* WHAT YOU ARE ASKED TO DO *
Pick out every line in the material below that contains the word "spectator", with case counting toward a match.

* RECORDS FOR PROCESSING *
•••

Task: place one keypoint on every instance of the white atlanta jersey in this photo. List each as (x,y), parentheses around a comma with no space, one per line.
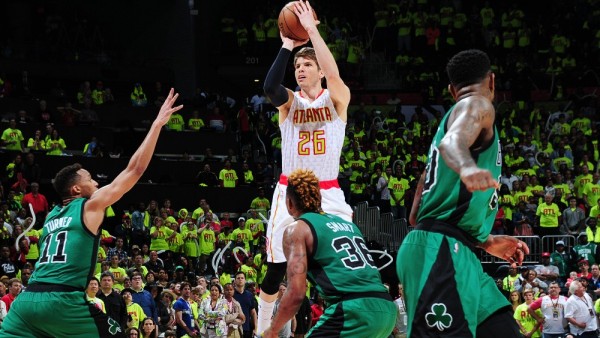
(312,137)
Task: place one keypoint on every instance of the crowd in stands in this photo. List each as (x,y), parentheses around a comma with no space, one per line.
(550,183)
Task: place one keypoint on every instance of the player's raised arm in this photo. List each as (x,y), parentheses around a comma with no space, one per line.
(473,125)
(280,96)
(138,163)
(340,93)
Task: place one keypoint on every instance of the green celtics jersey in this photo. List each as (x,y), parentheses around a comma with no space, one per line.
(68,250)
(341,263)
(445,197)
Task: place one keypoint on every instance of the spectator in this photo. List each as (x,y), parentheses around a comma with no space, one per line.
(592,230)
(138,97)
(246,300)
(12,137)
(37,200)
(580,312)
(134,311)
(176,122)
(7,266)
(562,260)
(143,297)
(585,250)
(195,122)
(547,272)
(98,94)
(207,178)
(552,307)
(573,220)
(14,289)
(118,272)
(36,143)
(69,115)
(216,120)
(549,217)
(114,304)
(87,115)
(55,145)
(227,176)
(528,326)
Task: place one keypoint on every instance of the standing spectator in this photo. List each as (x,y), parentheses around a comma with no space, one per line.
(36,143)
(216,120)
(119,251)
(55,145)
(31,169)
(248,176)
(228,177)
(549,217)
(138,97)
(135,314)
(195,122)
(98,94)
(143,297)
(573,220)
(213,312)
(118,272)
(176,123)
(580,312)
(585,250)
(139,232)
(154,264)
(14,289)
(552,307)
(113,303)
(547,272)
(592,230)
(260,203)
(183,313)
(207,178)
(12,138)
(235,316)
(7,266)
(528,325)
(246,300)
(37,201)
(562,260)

•••

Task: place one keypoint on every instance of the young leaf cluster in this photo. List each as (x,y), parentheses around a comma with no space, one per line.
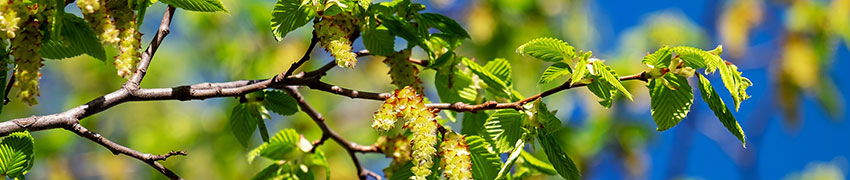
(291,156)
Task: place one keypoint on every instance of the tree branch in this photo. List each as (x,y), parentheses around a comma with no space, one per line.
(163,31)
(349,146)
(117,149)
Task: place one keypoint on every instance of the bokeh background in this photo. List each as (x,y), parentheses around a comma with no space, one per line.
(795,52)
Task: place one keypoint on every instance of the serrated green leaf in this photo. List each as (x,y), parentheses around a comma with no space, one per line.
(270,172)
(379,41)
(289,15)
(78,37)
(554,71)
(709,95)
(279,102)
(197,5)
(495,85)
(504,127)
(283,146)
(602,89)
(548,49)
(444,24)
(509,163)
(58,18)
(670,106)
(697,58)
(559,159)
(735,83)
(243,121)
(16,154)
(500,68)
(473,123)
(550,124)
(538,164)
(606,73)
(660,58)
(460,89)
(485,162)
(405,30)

•••

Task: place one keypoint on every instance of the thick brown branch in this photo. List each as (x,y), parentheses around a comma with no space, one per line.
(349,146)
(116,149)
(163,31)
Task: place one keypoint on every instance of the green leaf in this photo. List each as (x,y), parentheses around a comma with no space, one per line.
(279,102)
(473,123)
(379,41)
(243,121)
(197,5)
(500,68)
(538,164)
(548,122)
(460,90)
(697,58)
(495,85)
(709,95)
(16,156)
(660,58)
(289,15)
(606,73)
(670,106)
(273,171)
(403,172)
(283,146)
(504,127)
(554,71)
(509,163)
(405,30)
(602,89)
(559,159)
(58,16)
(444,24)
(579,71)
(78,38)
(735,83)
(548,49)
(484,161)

•••

* TASK ANSWER *
Task: place one keypoint on every instance of the spectator in this photo. List each as (x,y), parentheses around a comma with no space, one per line.
Task: place one keypoint on every instance of the standing spectator in this photo. List each as (x,y), parentheses around a comma with no space, one per line.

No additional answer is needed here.